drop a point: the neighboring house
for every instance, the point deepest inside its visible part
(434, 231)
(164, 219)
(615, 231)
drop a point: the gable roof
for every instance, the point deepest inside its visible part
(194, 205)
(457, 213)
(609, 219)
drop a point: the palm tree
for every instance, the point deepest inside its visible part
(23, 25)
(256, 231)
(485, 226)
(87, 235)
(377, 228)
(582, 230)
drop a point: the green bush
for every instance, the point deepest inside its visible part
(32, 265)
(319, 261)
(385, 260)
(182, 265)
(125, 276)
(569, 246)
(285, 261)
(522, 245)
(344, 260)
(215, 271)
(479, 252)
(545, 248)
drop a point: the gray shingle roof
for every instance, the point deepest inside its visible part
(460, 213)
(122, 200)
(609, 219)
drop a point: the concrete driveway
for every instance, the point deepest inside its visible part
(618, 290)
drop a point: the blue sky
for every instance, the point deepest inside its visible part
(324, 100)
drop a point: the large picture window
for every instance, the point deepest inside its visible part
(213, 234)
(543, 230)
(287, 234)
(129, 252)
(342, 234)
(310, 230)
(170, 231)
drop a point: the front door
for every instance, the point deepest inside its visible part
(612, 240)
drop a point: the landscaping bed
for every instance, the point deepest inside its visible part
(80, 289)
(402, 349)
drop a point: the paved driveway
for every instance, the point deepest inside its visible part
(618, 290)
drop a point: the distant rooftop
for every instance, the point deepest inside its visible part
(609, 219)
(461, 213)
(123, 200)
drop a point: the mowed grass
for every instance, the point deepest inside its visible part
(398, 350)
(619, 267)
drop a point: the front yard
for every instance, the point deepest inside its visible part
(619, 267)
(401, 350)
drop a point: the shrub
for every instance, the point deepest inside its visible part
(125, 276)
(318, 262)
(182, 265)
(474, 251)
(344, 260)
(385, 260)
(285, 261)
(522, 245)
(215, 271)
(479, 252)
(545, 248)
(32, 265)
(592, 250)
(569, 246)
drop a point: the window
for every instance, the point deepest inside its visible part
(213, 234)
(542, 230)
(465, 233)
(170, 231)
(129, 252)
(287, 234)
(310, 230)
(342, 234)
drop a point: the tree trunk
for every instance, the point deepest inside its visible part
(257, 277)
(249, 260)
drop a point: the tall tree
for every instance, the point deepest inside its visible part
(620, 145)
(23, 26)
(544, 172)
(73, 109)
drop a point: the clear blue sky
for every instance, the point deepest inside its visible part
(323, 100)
_ _ _ _ _ _ _
### What you should do:
Return all of the material exactly as written, from the first line through the last.

### Written answer:
drop a point: the neighboring house
for every instance, the point deepest inside its visible part
(434, 231)
(164, 219)
(615, 231)
drop a point: the gable roof
for every instance, the point deepest inside its visible part
(194, 205)
(457, 213)
(609, 219)
drop a point: the palm tree
for every instance, the point deepest inside its visible part
(23, 25)
(256, 231)
(485, 226)
(87, 235)
(377, 228)
(582, 230)
drop a point: the green bush
for every instance, the point deepest inside its visible part
(32, 265)
(319, 261)
(385, 260)
(182, 265)
(125, 276)
(569, 246)
(285, 261)
(522, 245)
(344, 260)
(215, 271)
(479, 252)
(545, 248)
drop a point: the gray shingle roof
for every instance, the point deepest inside its visible part
(460, 213)
(122, 200)
(609, 219)
drop a point: the concrete driveway
for every instance, the point deepest inside its visible part
(618, 290)
drop a point: the blue sky
for every instance, the point deepest inside its visible part
(324, 100)
drop a point: the large picture window
for every instance, the point deepest inside its visible part
(213, 234)
(543, 230)
(287, 234)
(129, 252)
(342, 234)
(310, 230)
(170, 231)
drop a point: the front door
for every instance, the point deepest inside its visible part
(612, 240)
drop a point: the landscaping bed
for every instance, the point deepest inside its visible part
(80, 289)
(402, 349)
drop a point: the paved driveway
for every instance, the point deepest inside its visible part
(618, 290)
drop a point: the distant rooftop
for every instance, the point deepest inside its visible part
(609, 219)
(461, 213)
(123, 200)
drop a point: the mowed grass
for every instance, the point deepest inside its visible part
(398, 350)
(619, 267)
drop a point: the front yard
for every instance, the point deepest inside its visible part
(619, 267)
(401, 350)
drop a point: the shrub
for every instance, the point deepest inside its visible part
(125, 276)
(318, 262)
(182, 265)
(474, 251)
(344, 260)
(385, 260)
(285, 261)
(522, 245)
(215, 271)
(479, 252)
(545, 248)
(32, 265)
(592, 250)
(569, 246)
drop a point: the window
for every instance, the point deepest inside its visible part
(213, 234)
(542, 230)
(465, 233)
(170, 231)
(129, 252)
(287, 234)
(310, 230)
(342, 234)
drop a point: the tree trunk
for every instance, the point deepest inside its visible part
(257, 277)
(249, 260)
drop a point: the tall tree
for every instance, the point deepest inside its visible part
(620, 145)
(23, 26)
(544, 172)
(73, 109)
drop a point: the clear blue sky
for every instance, the point deepest inside its visible part
(323, 100)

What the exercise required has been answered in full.